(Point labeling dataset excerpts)
———
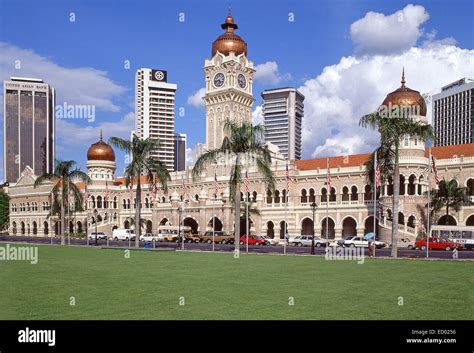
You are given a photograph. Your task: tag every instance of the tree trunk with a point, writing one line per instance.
(63, 215)
(395, 201)
(137, 213)
(237, 219)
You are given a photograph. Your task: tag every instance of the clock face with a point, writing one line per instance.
(219, 79)
(159, 75)
(242, 81)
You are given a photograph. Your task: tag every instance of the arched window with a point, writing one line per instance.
———
» **WHAT TO PRODUCE**:
In the copy, include no pictures; restate the listing above exactly.

» **OUTPUT OF THE TASK**:
You are given a photograph. Your task: tag every instance of the tree trunk with a point, writing one line per instance.
(63, 215)
(395, 201)
(137, 213)
(237, 219)
You are given a photograph. Your task: tag every instance of the clock face with a point, writing one line per instance.
(219, 79)
(159, 75)
(242, 81)
You are given a photograph. Your task: tag every instance of the arched window with a point, writing one line per instance.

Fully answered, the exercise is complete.